Given task
Copy every row below word for word, leaving the pictures out of your copy.

Photo object pointing rows

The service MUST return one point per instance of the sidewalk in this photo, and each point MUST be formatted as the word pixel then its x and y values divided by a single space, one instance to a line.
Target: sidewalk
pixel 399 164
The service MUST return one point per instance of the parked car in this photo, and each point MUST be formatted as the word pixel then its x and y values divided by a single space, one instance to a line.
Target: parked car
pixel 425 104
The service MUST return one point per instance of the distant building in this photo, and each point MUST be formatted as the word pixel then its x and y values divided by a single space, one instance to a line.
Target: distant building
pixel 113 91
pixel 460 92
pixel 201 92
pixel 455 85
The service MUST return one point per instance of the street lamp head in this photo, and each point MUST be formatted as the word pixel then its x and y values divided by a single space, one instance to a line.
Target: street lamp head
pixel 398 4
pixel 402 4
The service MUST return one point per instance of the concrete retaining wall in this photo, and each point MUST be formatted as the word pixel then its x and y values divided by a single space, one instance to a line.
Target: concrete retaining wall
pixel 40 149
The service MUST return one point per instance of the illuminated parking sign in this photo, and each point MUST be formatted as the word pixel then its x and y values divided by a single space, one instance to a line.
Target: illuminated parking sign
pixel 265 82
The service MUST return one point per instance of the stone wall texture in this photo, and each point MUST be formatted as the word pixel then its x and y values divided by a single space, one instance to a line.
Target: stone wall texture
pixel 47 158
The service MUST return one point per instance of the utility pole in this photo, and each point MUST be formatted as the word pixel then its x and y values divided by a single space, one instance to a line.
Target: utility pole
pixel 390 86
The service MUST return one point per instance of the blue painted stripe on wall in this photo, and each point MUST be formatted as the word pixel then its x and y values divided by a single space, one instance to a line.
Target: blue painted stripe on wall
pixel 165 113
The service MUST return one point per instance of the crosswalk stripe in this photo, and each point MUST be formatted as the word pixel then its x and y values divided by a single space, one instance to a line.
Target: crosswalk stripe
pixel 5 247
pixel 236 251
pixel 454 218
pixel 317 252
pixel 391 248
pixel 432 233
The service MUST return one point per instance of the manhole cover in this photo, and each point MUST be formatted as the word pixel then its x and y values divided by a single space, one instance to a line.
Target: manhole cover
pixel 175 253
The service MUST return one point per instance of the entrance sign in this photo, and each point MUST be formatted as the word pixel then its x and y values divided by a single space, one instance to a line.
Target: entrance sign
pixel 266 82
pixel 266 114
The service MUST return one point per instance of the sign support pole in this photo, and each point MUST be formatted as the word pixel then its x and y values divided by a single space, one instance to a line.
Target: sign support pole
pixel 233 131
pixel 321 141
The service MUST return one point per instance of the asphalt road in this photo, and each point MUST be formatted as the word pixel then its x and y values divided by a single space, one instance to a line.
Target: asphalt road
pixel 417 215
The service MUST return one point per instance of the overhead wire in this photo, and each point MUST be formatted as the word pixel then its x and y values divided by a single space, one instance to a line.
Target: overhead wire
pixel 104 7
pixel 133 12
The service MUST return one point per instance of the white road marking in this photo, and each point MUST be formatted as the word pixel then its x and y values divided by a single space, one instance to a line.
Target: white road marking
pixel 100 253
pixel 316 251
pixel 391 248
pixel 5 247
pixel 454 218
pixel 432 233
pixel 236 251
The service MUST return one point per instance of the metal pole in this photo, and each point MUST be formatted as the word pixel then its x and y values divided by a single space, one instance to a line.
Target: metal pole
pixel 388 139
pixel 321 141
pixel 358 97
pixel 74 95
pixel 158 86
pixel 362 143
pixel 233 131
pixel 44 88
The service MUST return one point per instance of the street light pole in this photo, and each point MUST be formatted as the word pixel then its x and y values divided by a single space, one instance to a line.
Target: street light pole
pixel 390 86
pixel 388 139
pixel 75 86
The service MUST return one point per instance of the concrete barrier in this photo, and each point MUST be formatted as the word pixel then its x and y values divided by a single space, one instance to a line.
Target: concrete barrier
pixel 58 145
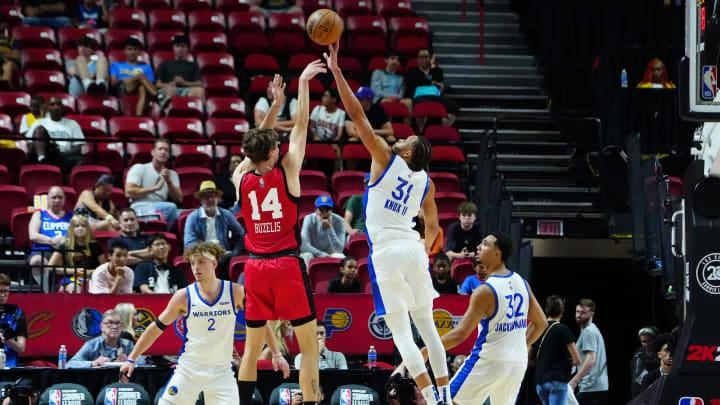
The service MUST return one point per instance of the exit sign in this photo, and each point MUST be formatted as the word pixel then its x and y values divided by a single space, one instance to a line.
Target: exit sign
pixel 549 228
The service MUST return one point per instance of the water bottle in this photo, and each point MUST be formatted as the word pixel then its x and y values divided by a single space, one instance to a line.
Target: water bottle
pixel 62 358
pixel 623 78
pixel 372 357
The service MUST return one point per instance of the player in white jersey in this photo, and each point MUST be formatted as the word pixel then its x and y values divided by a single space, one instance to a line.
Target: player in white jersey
pixel 209 308
pixel 509 319
pixel 399 190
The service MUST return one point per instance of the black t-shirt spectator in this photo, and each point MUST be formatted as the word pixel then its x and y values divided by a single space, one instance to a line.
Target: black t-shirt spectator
pixel 376 115
pixel 336 286
pixel 449 287
pixel 457 238
pixel 189 71
pixel 553 359
pixel 415 77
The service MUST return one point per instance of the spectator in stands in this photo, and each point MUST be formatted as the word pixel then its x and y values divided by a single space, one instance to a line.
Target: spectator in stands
pixel 45 13
pixel 591 378
pixel 9 55
pixel 108 347
pixel 464 235
pixel 656 77
pixel 113 277
pixel 377 116
pixel 159 276
pixel 78 254
pixel 354 218
pixel 346 281
pixel 14 326
pixel 327 358
pixel 37 111
pixel 44 150
pixel 425 83
pixel 149 185
pixel 225 184
pixel 47 230
pixel 91 14
pixel 472 282
pixel 179 77
pixel 133 77
pixel 65 132
pixel 443 282
pixel 95 205
pixel 285 119
pixel 129 234
pixel 89 70
pixel 323 232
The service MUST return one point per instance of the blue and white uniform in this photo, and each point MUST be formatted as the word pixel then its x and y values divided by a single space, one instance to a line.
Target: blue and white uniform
pixel 497 363
pixel 398 264
pixel 205 359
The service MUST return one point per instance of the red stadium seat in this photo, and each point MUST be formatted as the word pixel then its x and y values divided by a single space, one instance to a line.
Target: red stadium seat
pixel 83 177
pixel 180 128
pixel 128 18
pixel 32 177
pixel 166 20
pixel 225 107
pixel 105 106
pixel 206 21
pixel 93 126
pixel 132 127
pixel 216 63
pixel 185 106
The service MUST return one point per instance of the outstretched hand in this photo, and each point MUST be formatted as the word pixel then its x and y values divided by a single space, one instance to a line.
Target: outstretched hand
pixel 331 57
pixel 312 69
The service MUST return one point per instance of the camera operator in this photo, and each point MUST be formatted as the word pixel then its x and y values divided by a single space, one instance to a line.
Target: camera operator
pixel 13 327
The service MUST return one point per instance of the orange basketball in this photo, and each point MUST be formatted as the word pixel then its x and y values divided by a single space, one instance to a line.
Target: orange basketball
pixel 324 26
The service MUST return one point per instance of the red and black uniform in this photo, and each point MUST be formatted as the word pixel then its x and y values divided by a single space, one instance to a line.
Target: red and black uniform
pixel 276 283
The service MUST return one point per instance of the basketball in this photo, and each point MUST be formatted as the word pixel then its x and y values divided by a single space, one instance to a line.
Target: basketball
pixel 324 26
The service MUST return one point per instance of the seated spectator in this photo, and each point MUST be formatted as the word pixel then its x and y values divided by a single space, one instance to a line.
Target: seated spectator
pixel 37 111
pixel 9 55
pixel 45 13
pixel 323 232
pixel 346 281
pixel 113 277
pixel 354 216
pixel 388 84
pixel 78 254
pixel 179 77
pixel 47 230
pixel 327 358
pixel 225 184
pixel 285 119
pixel 128 315
pixel 377 116
pixel 443 282
pixel 133 77
pixel 472 282
pixel 95 205
pixel 464 235
pixel 149 185
pixel 65 132
pixel 108 347
pixel 425 83
pixel 89 71
pixel 91 14
pixel 655 76
pixel 159 276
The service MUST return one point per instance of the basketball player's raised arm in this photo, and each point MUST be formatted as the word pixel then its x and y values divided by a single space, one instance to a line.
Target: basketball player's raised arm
pixel 379 149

Answer to this exercise
The service MUST return one point per instance of the sidewalk in this photo, and each point MUST be formatted as the word pixel then its x and y values divided by a single space, one instance to a line.
Target: sidewalk
pixel 399 164
The service MUST return one point per instance of the parked car in this photo, and each point MUST be formatted as the word pixel then its x and y values divided by a single space, one instance to a line.
Target: parked car
pixel 425 104
The service MUST return one point per instance of the distant building in this photo, and each point MUST be formatted as the word pixel then its x and y values divided by a single space, one instance to a line.
Target: distant building
pixel 113 91
pixel 460 92
pixel 201 92
pixel 455 85
The service MUST return one point per instance of the street lamp head in this photo, and each point MUST be formatted as the word pixel then its x and y values divided by a single space, one instance to a line.
Target: street lamp head
pixel 398 4
pixel 402 4
The service MUST return one point per instance of the concrete retaining wall in this photo, and each point MUST be formatted as the word pixel then its x and y values divided by a single space, one instance to a line.
Target: concrete retaining wall
pixel 40 149
The service MUST return one point per instance of the illuminated parking sign in this photo, and each point MUST be formatted as the word pixel then its x and y values divided by a single space, one instance to a line.
Target: illuminated parking sign
pixel 265 82
The service MUST return one point per instance of the stone wall texture in this photo, and each point MUST be formatted as the word pixel then its x and y values divided by a single space, one instance to a line.
Target: stone wall texture
pixel 47 158
The service MUST return one point per instance of the utility pole in this photo, and each point MUST be formatted as the word pixel then its x and y values divided by a single space, one instance to a line.
Target: utility pole
pixel 390 86
The service MUST return one point per instance of the blue painted stripe on wall in this photo, and each point MUST be formatted as the word pixel then its x and y values divided by a single space, one instance to a line.
Target: blue painted stripe on wall
pixel 165 113
The service MUST return one point per instance of the crosswalk stripe in this photo, and each point MUST be formatted as the word pixel then its x and y values divided by a single space, one instance to a line.
Target: crosswalk stripe
pixel 5 247
pixel 236 251
pixel 454 218
pixel 317 252
pixel 391 248
pixel 432 233
The service MUST return one point per instance of the manhole cover in this photo, and each point MUST be formatted as the word pixel then its x and y values divided by a single space, one instance to a line.
Target: manhole cover
pixel 175 253
The service MUST return one point per instance of the entrance sign in this photo, and each point MUST be formatted as the word pixel then its x and y values divided by a single space, one instance to a line.
Target: entrance sign
pixel 266 82
pixel 266 114
The service MUST return one point per instance of the sign support pole in this photo, and each point MUST be formatted as the word pixel then its x and y values divided by a single space, one instance to a line.
Target: sign support pole
pixel 233 131
pixel 321 141
The service MUST return one point per instance of the asphalt road in this photo, and each point MUST be formatted as the word pixel then its x and y values divided by a single space, one instance to a line.
Target: asphalt road
pixel 417 215
The service MUST return one point per instance of the overhead wire in this photo, and each point MUST be formatted as the word pixel then its x and y values divided by a single space, one instance to a line.
Target: overhead wire
pixel 104 7
pixel 133 12
The service MUST return one point per instance of the white road marking in this photo, and each point MUST be formatted as the word pixel then its x and y values divided by a single space, one instance to a line.
Target: white road marking
pixel 100 253
pixel 316 251
pixel 391 248
pixel 5 247
pixel 454 218
pixel 432 233
pixel 236 251
The service MUST return one point per instance of the metal pole in this photo, and each point MUST be formatted as the word pixel then its x and y values divided by a single space, one instance to a line.
Target: metal pole
pixel 388 139
pixel 321 141
pixel 358 97
pixel 74 95
pixel 158 86
pixel 362 143
pixel 233 131
pixel 44 88
The service MUST return one point per instance of the street light pole in this photo, and each point MUST be formatted as the word pixel then its x and y values divided by a single space, one instance to a line.
Target: street light pole
pixel 390 86
pixel 388 139
pixel 75 86
The service MUST return one point per instance of the concrete barrier in this photo, and each point MUST be formatted as the word pixel then its x and y values divided by a single space, one instance to a line.
Target: concrete barrier
pixel 58 145
The service MUST return one point per instance of the exit sign in this photo, and each point MUST be formatted as the word pixel then its x and y values divided by a single space, one instance to a line.
Target: exit sign
pixel 549 228
The service MUST return one point per instance of the water bottle in this photo, and each point MUST be formatted as the word pixel then its x and y values divided by a single space, one instance to a line.
Target: water bottle
pixel 62 358
pixel 623 78
pixel 372 357
The service MUST return one point per instance of the player in white jersey in this photo, and each point MUST be formatted as the word pixel then its x and y values divided by a single space, one instance to a line.
Target: player in white jersey
pixel 209 308
pixel 509 319
pixel 399 190
The service MUST return one point per instance of the black t-shirt spectator in this photo, and each point MUST be formatted as the word pixel then its x and y values divided by a single space, one instance to a line.
Target: black t-shirt spectator
pixel 376 115
pixel 336 286
pixel 449 287
pixel 457 238
pixel 189 71
pixel 553 359
pixel 415 77
The service MUST return one point per instance of the spectator in stands in this photo, and each point MUST be formatted as the word pixel then its x and y values divided by a single space, one instance to a line.
Target: spectator in stands
pixel 45 13
pixel 591 378
pixel 9 55
pixel 108 347
pixel 464 235
pixel 656 77
pixel 113 277
pixel 377 116
pixel 159 276
pixel 78 254
pixel 354 218
pixel 346 281
pixel 14 326
pixel 327 358
pixel 37 111
pixel 44 150
pixel 425 83
pixel 149 185
pixel 225 184
pixel 47 230
pixel 91 14
pixel 472 282
pixel 179 77
pixel 133 77
pixel 65 132
pixel 443 282
pixel 95 205
pixel 285 119
pixel 129 234
pixel 89 70
pixel 323 232
The service MUST return one point per instance of the blue and white uniform in this photo, and each point MUST be formatted as the word pixel then its x and y values divided by a single space, one instance to a line.
Target: blue and white uniform
pixel 497 363
pixel 398 264
pixel 205 359
The service MUST return one point per instance of the red stadium seat in this photo, and each point MUST be formatted as the word pixel then its x and y values divided by a single space, one instance to a line.
Target: red stadium seat
pixel 83 177
pixel 180 128
pixel 128 18
pixel 32 177
pixel 166 20
pixel 225 107
pixel 105 106
pixel 206 21
pixel 93 126
pixel 132 127
pixel 216 63
pixel 185 106
The service MUST return one point per instance of the outstretched hand in this photo, and each point MUST be formatted as the word pixel then its x and y values divided by a single space, one instance to a line.
Target: outstretched hand
pixel 331 57
pixel 312 69
The service MUST return one point per instance of the camera operator in this photo, and each point MUST be formatted as the word pixel then its x and y values divided by a single space, one instance to a line.
Target: camera operator
pixel 13 327
The service MUST return one point per instance of the orange basketball in this photo, and each point MUST be formatted as the word pixel then its x and y values divided by a single space, one instance to a line.
Target: orange basketball
pixel 324 26
The service MUST return one point per instance of the red and black uniform in this photo, and each point MUST be formatted as the word pixel then its x and y values divided by a single space, one instance to a line.
Target: red and black uniform
pixel 276 283
The service MUST return one point per instance of the basketball in this photo, and each point MUST be formatted as the word pixel then its x and y values divided by a single space, one instance to a line.
Target: basketball
pixel 324 26
The service MUST return one point per instance of the seated spectator in this photo, and each point MUST be formatted as the word pixel then its x and y values divided by a single space, one instance to a line.
Target: seated spectator
pixel 37 111
pixel 9 55
pixel 45 13
pixel 323 232
pixel 346 281
pixel 113 277
pixel 354 216
pixel 388 84
pixel 78 254
pixel 179 77
pixel 47 230
pixel 327 358
pixel 225 184
pixel 285 119
pixel 128 315
pixel 377 116
pixel 443 282
pixel 133 77
pixel 472 282
pixel 95 205
pixel 464 235
pixel 149 185
pixel 65 132
pixel 108 347
pixel 425 83
pixel 89 71
pixel 91 14
pixel 655 76
pixel 159 276
The service MUST return one point per instance of the basketball player's raised arm in this photo, and each point MUST be formatted as the word pixel then its x and y values divided by a single space, one instance to a line.
Target: basketball player's raised arm
pixel 379 149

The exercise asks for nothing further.